— start —

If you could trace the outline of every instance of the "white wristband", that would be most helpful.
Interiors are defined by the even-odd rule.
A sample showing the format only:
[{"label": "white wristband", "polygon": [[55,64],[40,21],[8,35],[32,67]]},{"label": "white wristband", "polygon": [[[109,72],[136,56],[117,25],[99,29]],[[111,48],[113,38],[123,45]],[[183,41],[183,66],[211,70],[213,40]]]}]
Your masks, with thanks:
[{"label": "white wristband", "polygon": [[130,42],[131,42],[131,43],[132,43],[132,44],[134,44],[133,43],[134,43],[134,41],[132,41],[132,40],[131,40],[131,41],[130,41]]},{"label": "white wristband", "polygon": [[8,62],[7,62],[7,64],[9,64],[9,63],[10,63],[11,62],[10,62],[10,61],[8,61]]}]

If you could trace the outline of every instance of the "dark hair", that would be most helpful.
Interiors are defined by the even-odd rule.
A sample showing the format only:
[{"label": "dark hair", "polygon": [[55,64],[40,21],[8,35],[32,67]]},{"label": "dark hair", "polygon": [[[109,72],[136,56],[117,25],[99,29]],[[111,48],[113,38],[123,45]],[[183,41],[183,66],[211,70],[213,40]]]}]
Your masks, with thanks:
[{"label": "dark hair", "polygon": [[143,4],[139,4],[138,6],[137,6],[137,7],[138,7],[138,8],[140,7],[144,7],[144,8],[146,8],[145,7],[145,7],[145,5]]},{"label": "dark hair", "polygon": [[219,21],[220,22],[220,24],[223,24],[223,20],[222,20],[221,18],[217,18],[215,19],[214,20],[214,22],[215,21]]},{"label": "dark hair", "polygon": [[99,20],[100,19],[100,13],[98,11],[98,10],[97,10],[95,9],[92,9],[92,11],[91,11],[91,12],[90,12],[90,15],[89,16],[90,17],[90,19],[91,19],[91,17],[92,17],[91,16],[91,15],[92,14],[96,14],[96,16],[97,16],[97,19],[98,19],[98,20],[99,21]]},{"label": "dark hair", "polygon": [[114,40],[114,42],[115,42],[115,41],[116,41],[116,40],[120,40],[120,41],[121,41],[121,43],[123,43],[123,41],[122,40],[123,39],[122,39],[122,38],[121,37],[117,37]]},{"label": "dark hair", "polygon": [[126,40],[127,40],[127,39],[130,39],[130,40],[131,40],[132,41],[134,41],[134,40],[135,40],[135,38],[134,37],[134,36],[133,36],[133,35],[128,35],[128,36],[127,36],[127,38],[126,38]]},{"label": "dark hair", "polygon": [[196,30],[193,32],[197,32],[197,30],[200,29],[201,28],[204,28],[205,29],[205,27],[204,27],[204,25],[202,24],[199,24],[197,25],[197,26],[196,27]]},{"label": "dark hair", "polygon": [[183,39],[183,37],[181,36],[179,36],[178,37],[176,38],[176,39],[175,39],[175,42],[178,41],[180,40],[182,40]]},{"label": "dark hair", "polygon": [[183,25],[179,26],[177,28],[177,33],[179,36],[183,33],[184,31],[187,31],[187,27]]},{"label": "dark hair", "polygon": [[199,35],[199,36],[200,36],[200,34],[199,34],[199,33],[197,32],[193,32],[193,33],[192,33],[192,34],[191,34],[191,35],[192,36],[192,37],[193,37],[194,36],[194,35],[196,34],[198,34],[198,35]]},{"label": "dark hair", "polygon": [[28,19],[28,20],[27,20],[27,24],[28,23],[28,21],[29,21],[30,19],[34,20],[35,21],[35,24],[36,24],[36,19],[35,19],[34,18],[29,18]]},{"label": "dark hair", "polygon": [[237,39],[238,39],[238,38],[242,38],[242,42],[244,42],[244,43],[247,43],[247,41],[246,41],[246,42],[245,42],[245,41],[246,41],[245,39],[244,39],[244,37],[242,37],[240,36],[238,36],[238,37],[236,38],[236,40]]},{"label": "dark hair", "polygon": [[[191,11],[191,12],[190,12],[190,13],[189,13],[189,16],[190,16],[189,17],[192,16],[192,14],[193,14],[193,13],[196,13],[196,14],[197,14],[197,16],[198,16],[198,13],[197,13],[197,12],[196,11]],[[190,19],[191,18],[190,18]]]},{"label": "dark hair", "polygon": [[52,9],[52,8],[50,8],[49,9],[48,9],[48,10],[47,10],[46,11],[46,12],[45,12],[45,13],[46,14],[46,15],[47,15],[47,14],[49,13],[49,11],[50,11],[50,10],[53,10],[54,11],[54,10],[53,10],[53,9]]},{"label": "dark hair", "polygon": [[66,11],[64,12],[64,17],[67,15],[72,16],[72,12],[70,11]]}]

— end —

▶ _EXERCISE DETAILS_
Write down every line of the data exactly as it appears above.

▶ _OUTPUT FOR THIS EXERCISE_
If you could trace the outline of every instance of the "white wristband", that would be most helpful.
Interiors are defined by the even-odd rule.
A sample showing the format only:
[{"label": "white wristband", "polygon": [[55,64],[40,21],[8,35],[32,67]]},{"label": "white wristband", "polygon": [[[109,72],[136,56],[117,25],[99,29]],[[111,48],[113,38],[123,45]],[[183,41],[183,66],[211,70],[213,40]]]}]
Your masks, with thanks:
[{"label": "white wristband", "polygon": [[130,42],[131,42],[131,43],[132,43],[132,44],[134,44],[133,43],[134,43],[134,41],[132,41],[132,40],[131,40],[131,41],[130,41]]},{"label": "white wristband", "polygon": [[8,62],[7,62],[7,64],[9,64],[9,63],[10,63],[11,62],[10,62],[10,61],[8,61]]}]

If you could trace the outline of every instance of the "dark hair", that would be most helpful.
Interiors are defined by the even-odd rule.
A sample showing the format only:
[{"label": "dark hair", "polygon": [[55,64],[40,21],[8,35],[32,67]]},{"label": "dark hair", "polygon": [[[109,72],[136,56],[117,25],[99,29]],[[111,48],[113,38],[123,45]],[[183,41],[183,66],[211,70],[213,40]]]}]
Your masks, with thanks:
[{"label": "dark hair", "polygon": [[143,4],[139,4],[138,6],[137,6],[137,7],[138,7],[138,8],[140,7],[144,7],[144,8],[146,8],[145,7],[145,7],[145,5]]},{"label": "dark hair", "polygon": [[219,21],[220,22],[220,24],[223,24],[223,20],[222,20],[221,18],[217,18],[215,19],[214,20],[214,22],[215,21]]},{"label": "dark hair", "polygon": [[99,20],[100,19],[100,13],[98,11],[98,10],[97,10],[95,9],[92,9],[92,11],[91,11],[91,12],[90,12],[90,15],[89,16],[90,17],[90,19],[91,19],[91,17],[92,17],[91,16],[91,15],[92,14],[96,14],[96,16],[97,16],[97,19],[98,19],[98,20],[99,21]]},{"label": "dark hair", "polygon": [[114,40],[114,42],[115,42],[115,41],[116,41],[116,40],[120,40],[120,41],[121,41],[121,43],[123,43],[123,41],[122,40],[123,39],[122,39],[122,38],[121,37],[117,37]]},{"label": "dark hair", "polygon": [[126,40],[127,40],[127,39],[130,39],[130,40],[131,40],[132,41],[134,41],[134,40],[135,40],[135,38],[134,37],[134,36],[133,36],[133,35],[128,35],[128,36],[127,36],[127,38],[126,38]]},{"label": "dark hair", "polygon": [[196,30],[193,32],[197,32],[197,30],[200,29],[201,28],[204,28],[205,29],[205,27],[204,27],[204,25],[202,24],[199,24],[197,25],[197,26],[196,27]]},{"label": "dark hair", "polygon": [[183,39],[183,37],[181,36],[179,36],[178,37],[176,38],[176,39],[175,39],[175,42],[178,41],[180,40],[182,40]]},{"label": "dark hair", "polygon": [[183,25],[179,26],[177,28],[177,33],[179,36],[183,33],[184,31],[187,31],[187,27]]},{"label": "dark hair", "polygon": [[199,35],[199,36],[200,36],[200,34],[199,34],[199,33],[197,32],[193,32],[193,33],[192,33],[192,34],[191,34],[191,35],[192,36],[192,37],[193,37],[194,36],[194,35],[196,34],[198,34],[198,35]]},{"label": "dark hair", "polygon": [[28,19],[28,20],[27,20],[27,24],[28,23],[28,21],[29,21],[30,19],[34,20],[35,21],[35,24],[36,24],[36,19],[35,19],[34,18],[29,18]]},{"label": "dark hair", "polygon": [[237,39],[238,39],[238,38],[242,38],[242,42],[244,42],[244,43],[247,43],[247,41],[246,41],[246,42],[245,42],[245,41],[246,41],[245,39],[244,39],[244,37],[242,37],[240,36],[238,36],[238,37],[236,38],[236,40]]},{"label": "dark hair", "polygon": [[[191,11],[191,12],[190,12],[190,13],[189,13],[189,16],[190,16],[189,17],[192,16],[192,14],[193,14],[193,13],[196,13],[196,14],[197,14],[197,16],[198,16],[198,13],[197,13],[197,12],[196,11]],[[190,19],[191,18],[190,18]]]},{"label": "dark hair", "polygon": [[52,9],[52,8],[50,8],[49,9],[48,9],[48,10],[47,10],[46,11],[46,12],[45,12],[45,13],[46,14],[46,15],[47,15],[47,14],[49,13],[49,11],[50,11],[50,10],[53,10],[54,11],[54,10],[53,10],[53,9]]},{"label": "dark hair", "polygon": [[66,11],[64,12],[64,17],[67,15],[72,16],[72,12],[70,11]]}]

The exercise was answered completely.